Task description: Wherever the string "cloud" turns up in the data, copy the whole line.

Supplied material:
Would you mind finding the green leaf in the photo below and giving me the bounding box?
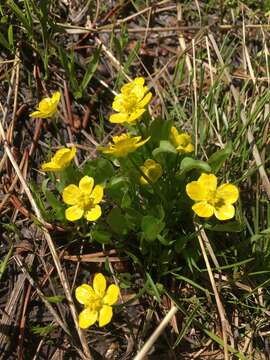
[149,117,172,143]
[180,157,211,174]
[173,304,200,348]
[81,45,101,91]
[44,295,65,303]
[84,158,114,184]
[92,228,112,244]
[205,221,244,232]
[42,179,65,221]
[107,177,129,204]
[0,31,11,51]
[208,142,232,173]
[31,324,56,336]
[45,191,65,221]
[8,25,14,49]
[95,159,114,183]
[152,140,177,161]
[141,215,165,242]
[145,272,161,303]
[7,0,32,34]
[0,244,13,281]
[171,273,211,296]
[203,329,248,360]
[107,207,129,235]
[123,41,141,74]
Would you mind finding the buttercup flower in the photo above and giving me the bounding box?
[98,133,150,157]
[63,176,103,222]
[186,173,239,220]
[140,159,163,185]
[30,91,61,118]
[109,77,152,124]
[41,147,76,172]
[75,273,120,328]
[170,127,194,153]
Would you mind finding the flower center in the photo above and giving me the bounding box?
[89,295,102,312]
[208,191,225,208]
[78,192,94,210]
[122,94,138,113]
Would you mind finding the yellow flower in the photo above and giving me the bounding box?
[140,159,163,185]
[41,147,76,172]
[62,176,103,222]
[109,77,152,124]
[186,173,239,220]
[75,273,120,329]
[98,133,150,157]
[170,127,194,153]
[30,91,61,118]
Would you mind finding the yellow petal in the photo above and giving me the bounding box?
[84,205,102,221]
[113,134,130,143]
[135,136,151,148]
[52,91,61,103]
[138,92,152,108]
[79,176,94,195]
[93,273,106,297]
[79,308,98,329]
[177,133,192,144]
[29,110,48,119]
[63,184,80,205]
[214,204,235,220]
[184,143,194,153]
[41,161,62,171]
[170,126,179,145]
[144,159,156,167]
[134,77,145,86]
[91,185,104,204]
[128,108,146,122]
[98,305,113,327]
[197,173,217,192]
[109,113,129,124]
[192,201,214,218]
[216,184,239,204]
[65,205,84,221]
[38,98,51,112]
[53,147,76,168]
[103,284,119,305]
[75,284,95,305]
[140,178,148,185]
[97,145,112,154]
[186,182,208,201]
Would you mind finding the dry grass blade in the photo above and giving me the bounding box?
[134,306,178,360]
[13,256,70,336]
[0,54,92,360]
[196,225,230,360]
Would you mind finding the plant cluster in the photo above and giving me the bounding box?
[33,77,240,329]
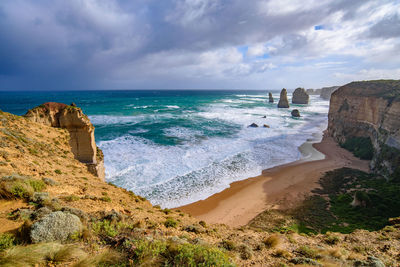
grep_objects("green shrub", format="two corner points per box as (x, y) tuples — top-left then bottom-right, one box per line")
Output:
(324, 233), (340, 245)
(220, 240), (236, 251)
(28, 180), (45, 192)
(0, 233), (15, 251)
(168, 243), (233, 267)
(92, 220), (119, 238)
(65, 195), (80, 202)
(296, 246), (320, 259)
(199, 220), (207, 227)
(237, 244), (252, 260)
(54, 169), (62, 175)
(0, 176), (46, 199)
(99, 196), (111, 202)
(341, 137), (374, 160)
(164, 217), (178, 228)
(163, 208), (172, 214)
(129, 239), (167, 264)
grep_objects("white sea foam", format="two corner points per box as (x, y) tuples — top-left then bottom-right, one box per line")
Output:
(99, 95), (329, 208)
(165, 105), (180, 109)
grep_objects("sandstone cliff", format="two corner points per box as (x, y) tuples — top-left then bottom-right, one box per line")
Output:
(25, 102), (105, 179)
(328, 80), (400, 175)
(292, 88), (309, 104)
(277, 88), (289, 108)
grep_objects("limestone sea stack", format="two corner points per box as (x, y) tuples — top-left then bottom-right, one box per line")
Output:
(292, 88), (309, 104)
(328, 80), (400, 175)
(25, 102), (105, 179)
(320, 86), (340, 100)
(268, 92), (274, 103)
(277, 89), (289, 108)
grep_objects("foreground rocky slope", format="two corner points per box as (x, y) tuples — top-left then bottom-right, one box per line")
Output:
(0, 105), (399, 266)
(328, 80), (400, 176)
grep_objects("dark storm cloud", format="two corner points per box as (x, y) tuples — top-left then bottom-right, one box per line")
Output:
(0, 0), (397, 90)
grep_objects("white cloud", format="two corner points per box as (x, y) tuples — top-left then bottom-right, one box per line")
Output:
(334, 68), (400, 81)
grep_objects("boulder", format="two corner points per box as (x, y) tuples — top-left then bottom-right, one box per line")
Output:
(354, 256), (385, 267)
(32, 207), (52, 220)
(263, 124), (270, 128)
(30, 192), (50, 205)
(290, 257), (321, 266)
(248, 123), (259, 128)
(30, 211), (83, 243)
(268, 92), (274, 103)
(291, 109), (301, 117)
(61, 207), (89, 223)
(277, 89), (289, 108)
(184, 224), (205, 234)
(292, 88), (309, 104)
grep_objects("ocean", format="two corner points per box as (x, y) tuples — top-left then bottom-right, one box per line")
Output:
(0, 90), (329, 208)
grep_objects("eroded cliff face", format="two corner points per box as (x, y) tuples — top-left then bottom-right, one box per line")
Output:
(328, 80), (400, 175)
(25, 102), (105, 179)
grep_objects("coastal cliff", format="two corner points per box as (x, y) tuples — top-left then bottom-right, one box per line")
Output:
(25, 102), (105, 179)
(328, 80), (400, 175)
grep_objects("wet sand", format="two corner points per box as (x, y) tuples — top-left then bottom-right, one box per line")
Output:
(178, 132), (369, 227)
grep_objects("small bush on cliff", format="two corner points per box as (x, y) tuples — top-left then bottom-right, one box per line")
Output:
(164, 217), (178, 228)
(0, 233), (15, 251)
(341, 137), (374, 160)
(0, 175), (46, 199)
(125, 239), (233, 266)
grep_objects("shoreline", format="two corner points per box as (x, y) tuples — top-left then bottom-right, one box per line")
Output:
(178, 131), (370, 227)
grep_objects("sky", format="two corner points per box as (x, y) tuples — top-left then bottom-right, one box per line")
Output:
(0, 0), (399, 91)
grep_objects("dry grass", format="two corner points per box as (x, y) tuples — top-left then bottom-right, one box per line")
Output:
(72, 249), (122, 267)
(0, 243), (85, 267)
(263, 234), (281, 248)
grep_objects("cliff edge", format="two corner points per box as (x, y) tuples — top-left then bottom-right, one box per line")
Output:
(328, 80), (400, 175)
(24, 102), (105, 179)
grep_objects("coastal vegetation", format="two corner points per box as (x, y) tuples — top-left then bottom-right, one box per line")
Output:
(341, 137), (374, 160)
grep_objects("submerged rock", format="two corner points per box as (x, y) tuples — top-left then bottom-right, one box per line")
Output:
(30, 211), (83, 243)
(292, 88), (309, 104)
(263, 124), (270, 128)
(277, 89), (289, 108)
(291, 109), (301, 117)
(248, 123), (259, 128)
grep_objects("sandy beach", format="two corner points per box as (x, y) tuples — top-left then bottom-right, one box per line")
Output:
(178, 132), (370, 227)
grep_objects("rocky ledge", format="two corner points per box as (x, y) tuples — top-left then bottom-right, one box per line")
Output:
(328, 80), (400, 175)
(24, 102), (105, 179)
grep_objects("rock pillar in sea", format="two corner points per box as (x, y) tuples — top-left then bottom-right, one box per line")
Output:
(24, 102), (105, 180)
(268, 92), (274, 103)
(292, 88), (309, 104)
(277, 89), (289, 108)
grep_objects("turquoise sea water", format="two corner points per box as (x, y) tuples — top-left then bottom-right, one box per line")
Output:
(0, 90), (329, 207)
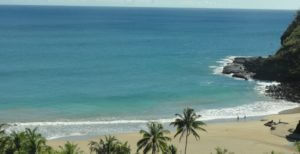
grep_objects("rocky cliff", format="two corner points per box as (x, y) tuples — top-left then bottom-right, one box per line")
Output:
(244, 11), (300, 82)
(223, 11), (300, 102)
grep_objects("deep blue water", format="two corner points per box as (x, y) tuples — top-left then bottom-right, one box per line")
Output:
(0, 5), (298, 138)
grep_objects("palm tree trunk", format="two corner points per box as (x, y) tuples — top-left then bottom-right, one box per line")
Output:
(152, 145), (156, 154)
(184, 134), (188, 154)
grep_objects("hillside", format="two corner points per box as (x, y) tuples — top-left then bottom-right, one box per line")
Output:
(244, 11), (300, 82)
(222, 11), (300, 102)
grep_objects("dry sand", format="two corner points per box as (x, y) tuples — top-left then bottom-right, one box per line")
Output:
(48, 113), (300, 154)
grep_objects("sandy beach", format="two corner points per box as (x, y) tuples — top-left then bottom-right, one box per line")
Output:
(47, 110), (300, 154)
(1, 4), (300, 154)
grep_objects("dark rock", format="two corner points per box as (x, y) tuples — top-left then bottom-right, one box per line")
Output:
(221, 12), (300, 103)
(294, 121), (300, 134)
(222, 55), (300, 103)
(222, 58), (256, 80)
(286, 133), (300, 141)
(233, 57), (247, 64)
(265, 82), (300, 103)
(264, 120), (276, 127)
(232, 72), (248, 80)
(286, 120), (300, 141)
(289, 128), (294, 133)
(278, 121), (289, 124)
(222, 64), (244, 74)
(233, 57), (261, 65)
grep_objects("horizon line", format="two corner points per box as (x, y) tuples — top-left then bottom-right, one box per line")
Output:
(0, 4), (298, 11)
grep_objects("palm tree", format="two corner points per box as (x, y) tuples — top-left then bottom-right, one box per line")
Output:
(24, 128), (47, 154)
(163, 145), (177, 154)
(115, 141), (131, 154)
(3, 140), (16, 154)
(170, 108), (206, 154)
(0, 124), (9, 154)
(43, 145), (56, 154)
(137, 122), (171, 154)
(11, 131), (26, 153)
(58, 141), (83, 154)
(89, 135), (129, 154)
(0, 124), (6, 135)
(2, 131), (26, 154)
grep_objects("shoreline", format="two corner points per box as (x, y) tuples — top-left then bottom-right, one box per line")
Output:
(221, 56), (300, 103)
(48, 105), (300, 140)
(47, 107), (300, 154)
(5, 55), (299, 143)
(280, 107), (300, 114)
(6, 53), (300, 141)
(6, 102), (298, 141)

Answer to this problem:
grep_objects("dark storm cloud", format="two corner points per box as (x, y) tuples — top-left then bottom-right, one box per line")
grep_objects("white cloud", format="two corner points per box as (x, y) tuples — top-left then bottom-right, one box per line")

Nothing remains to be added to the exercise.